Working data START

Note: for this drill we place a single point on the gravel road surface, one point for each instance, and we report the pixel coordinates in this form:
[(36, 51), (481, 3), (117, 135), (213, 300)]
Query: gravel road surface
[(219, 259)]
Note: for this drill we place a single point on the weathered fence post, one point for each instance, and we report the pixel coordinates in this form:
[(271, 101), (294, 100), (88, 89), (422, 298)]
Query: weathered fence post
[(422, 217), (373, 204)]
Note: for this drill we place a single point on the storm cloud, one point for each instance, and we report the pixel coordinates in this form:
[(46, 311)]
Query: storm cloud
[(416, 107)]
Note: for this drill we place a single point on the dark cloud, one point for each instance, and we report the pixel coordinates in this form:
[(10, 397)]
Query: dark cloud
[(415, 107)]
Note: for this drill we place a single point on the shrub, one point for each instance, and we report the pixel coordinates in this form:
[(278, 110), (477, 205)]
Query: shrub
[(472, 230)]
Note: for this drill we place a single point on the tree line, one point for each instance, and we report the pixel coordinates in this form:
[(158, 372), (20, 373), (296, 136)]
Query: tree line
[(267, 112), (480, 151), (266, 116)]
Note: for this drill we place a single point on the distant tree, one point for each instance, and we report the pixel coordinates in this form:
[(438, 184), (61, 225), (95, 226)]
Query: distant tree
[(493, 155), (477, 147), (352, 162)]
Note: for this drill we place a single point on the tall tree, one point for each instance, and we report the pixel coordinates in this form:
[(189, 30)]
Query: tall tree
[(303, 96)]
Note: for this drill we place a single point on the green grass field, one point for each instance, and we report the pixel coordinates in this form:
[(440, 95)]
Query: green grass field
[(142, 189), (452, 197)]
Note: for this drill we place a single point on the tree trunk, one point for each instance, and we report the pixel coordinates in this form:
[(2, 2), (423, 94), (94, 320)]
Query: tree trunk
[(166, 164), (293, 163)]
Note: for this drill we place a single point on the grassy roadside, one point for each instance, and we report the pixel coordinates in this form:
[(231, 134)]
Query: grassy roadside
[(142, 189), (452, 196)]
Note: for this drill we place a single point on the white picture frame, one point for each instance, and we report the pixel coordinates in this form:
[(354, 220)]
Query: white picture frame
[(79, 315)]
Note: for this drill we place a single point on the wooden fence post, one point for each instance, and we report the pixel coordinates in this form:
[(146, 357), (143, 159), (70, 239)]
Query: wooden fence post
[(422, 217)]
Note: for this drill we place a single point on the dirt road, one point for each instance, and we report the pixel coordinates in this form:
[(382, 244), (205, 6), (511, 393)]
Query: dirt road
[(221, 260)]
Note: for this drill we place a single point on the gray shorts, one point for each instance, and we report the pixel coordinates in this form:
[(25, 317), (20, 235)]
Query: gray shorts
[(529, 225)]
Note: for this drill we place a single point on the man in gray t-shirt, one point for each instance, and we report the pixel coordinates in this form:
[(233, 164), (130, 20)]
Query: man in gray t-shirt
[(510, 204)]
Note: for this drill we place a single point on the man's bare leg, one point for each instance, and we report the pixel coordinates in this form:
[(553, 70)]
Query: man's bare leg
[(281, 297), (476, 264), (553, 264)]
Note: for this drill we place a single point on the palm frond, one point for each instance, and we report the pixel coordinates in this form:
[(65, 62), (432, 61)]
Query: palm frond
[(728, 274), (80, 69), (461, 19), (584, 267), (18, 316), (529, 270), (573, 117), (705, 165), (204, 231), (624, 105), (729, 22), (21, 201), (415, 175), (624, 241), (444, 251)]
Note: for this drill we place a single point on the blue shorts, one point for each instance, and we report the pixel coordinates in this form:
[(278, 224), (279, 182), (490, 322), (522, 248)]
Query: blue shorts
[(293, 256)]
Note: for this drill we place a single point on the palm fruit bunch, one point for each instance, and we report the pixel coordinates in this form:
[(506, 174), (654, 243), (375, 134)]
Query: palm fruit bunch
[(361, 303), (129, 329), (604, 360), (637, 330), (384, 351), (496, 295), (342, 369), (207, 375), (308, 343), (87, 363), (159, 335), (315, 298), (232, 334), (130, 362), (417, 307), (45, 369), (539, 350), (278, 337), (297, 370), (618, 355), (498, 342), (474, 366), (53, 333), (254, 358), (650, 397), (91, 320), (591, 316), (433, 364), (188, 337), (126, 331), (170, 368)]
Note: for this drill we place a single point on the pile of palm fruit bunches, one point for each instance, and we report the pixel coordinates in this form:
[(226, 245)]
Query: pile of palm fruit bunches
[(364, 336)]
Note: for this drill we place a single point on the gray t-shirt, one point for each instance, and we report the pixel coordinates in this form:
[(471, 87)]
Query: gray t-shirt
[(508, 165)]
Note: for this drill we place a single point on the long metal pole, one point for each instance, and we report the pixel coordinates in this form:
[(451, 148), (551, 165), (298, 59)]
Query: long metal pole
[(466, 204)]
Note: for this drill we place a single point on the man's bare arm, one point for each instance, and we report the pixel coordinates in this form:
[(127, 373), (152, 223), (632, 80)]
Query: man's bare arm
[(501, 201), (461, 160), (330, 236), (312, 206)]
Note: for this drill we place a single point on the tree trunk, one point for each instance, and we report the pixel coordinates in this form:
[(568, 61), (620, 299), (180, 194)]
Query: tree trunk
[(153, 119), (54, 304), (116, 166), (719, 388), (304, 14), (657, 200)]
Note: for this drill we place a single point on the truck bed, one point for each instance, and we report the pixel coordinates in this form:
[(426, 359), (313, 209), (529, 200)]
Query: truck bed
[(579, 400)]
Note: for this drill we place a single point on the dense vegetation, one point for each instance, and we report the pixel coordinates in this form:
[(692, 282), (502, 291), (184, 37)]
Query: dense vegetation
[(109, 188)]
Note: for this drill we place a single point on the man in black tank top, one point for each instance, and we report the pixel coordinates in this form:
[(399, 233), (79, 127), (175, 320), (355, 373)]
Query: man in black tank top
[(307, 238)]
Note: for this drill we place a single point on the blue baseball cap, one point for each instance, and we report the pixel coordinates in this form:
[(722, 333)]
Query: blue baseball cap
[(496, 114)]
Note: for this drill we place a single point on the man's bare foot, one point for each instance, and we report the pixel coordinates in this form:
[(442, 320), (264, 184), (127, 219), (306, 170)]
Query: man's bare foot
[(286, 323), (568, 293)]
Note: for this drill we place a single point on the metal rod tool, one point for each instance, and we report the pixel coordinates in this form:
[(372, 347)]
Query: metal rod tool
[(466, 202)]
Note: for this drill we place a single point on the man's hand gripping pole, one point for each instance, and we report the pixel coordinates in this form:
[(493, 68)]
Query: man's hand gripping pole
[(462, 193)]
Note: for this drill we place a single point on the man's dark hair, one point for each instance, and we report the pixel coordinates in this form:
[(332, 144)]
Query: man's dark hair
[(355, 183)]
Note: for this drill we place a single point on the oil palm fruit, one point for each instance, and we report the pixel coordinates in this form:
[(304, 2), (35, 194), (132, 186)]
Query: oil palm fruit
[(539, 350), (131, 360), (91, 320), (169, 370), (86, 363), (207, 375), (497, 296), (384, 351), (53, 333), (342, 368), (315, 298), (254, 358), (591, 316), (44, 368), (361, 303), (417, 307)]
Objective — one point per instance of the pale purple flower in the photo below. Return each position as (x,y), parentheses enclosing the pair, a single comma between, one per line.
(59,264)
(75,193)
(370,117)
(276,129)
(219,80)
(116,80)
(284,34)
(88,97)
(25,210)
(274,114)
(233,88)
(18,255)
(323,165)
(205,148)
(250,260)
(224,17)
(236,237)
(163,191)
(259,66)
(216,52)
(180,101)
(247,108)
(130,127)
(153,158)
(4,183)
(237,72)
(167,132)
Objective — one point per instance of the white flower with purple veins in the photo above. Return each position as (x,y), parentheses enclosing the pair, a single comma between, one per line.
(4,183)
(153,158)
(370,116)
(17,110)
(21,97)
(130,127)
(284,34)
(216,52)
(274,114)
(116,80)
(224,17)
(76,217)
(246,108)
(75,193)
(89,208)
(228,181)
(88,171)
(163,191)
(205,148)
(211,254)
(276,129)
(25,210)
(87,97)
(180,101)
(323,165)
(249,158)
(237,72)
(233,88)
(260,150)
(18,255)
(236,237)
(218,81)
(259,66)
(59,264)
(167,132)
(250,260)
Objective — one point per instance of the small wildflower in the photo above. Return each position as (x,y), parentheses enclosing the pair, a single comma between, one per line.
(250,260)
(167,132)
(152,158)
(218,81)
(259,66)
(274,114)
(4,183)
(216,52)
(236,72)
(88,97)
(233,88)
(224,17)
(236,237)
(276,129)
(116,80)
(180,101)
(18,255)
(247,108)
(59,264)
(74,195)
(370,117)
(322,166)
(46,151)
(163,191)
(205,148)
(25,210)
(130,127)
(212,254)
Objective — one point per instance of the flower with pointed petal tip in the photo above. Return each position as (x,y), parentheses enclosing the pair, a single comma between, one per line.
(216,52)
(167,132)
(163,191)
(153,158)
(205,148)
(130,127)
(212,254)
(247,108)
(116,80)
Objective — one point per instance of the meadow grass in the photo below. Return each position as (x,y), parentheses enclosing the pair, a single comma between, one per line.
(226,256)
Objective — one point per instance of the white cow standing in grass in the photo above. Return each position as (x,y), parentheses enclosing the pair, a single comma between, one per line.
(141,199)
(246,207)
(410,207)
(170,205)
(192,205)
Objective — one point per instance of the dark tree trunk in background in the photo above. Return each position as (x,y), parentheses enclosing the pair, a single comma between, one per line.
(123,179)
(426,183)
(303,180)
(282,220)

Working data END

• Exercise prompt
Reproduce the entries exactly, starting at their first line and stopping after the line with "[(10, 397)]".

• Answer for the task
Note: for this drill we place a single point on the gravel road surface, one point for each instance, and we report the pixel coordinates in this form:
[(36, 51), (481, 3), (117, 135), (213, 300)]
Query: gravel road surface
[(219, 259)]
Note: for this drill we place a single point on the weathered fence post, one point for each instance, and we report the pixel coordinates in this form:
[(271, 101), (294, 100), (88, 89), (422, 298)]
Query: weathered fence post
[(422, 217), (373, 204)]
Note: for this drill we place a single point on the storm cloud, one point for each instance, and we report the pixel coordinates in this form:
[(46, 311)]
Query: storm cloud
[(416, 107)]
Note: for this drill we place a single point on the dark cloud, one point for each instance, and we report the pixel coordinates in this form:
[(10, 397)]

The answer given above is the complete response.